Source passage:

* start *

The end of the French rule and the abolition of slavery was a menace for European and British/American interests in the hemisphere because the Caribbean economic development was contingent upon European’s demand for sugar cane, coffee, cocoa, indigo production. Although white colonists and black slaves come often to violent conflicts, Saint Domingue was a society seething with hatred. The “little colons” were jealous of the rich colons and land owners, the mulattoes wanted to better their rights and the slaves could not stand anymore all the abuses in the colony. Runaway slaves, “Maroons” were living on the margins of the larges plantations or far in the mountains so they can attack at will and steal from their old masters through violent raids.
Among the whites also, they have different classes: the rich whites were the colonists owning lands while looking down at the little whites born in the colony or working for them. Other classes did not like each other as well, the mulattoes, other creoles, and the slaves. All bring a diversity in the colony while the maroons are kept at large, away from the in house-slaves or the field-slaves which were also mistreated. Brief, a society with hatred, prone to violent conflicts.

* end *

What the task asks:
Please write what comes next in the passage on colonial Saint Domingue, picking up right after its final sentence. The data that comes next is not needed.

Data segment:

* start *

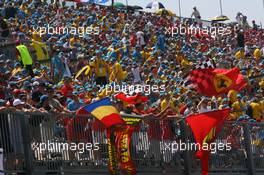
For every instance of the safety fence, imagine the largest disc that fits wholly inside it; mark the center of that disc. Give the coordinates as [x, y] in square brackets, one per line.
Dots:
[37, 143]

* end *

Output of the task:
The first effective maroon chief was a charismatic Voodoo priest, Francois Mackandal which was able to establish a network of maroons to plan meeting leading to a rebellion which lasted from 1751 to 1758. He was captured in 1758 and burned in public. At his death, many other maroons continued the fight. The largest plantations were in the north of the island and the slaves were to a ratio 10:1 with a higher rate of mortality. They kept their African culture often from Yoruba, Nigeria which become the Benin of our modern days and married among them. Their kids born in the colony, were called “creoles” and the kids born from the union of a white colon and a slave were called “mulattoes”. The colons tried to separate those different entities but most slaves talked “patois or creole” language and kept bounding. The slaves also developed their own religion with a mixture between the imposed Catholicism and their west African Voodoo.
Not too many knew of the existence of a slave named Padre Jean (Padrejean) in 1676 who attempted to overthrow his slave master in the goal of fermenting a revolt in the town of Port-de-Paix. After freeing the slaves, Padre Jean fled to Tortuga Island (Ile de la Tortue) where he lived until 1679 when the French discovered his retreat and hired some maroons to hunt him down and kill him.
We cannot talk about revolt without mentioning Dutty Bookman. Bookman was born originally in “Senegambia”, presently Senegal and Gambia where he was captured and sold as a slave to a habitation in Jamaica. He soon became a maroon and took refuge in Haiti. Many believe that he was given the name holly man (Book Man = man of the book) because he thought others how to read the Quran as a Muslim cleric while he was a coach driver. Others believe that he became also a Voodoo priest (Hougan). Recent researches have shown him along with Cecile Fatiman (Voodoo Mambo). They both become leaders of the maroons allowing them to preside in a Voodoo ceremony at Bois Caiman on the 14th of August 1791, in the north of the country.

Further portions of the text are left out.